Start

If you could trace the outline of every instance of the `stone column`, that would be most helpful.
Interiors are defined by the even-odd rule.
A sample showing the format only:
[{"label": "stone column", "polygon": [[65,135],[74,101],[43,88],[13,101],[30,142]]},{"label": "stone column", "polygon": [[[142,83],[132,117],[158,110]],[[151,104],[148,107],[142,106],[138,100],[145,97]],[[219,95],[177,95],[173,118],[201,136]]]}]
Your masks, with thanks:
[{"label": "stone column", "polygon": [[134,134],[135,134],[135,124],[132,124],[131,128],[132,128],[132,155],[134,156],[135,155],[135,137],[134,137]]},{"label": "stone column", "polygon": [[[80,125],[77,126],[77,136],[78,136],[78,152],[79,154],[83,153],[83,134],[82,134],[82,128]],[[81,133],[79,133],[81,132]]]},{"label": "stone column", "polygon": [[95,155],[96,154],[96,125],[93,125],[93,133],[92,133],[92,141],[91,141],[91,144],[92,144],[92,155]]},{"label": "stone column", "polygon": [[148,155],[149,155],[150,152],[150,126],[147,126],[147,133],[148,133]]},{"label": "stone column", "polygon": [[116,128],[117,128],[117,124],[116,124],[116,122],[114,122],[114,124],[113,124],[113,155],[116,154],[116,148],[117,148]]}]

End

## TASK INSTRUCTIONS
Copy every line of the listing above, requests included. Scale each polygon coordinate in the answers by 0.5 and round it to a whole number, with halves rounding up, while leaving the numbers in the requests and their format samples unchanged.

## EXPECTED ANSWER
If you could trace the outline of every instance of the `stone column`, that would be most helpful.
Interiors are defined by the even-odd rule.
A sample showing the format only:
[{"label": "stone column", "polygon": [[65,135],[74,101],[43,88],[13,101],[30,142]]},{"label": "stone column", "polygon": [[[142,83],[132,117],[158,110]],[[151,104],[148,107],[142,106],[138,100],[145,97]],[[219,95],[177,95],[173,118],[201,136]]]}]
Your masks, with thanks:
[{"label": "stone column", "polygon": [[67,67],[68,67],[68,62],[66,62],[66,64],[66,64],[66,78],[67,78],[68,78],[68,69],[67,69]]},{"label": "stone column", "polygon": [[[40,63],[39,63],[39,68],[39,68],[39,76],[40,77],[42,77],[42,67],[41,67],[41,64]],[[41,67],[40,67],[41,66]]]},{"label": "stone column", "polygon": [[48,78],[48,77],[48,63],[47,63],[47,67],[46,67],[46,71],[46,71],[46,72],[46,72],[46,78]]},{"label": "stone column", "polygon": [[74,78],[75,78],[75,76],[75,63],[74,63],[74,67],[74,67]]},{"label": "stone column", "polygon": [[58,64],[59,64],[59,62],[58,62],[58,61],[57,61],[57,62],[57,62],[57,78],[58,77],[58,74],[59,74]]}]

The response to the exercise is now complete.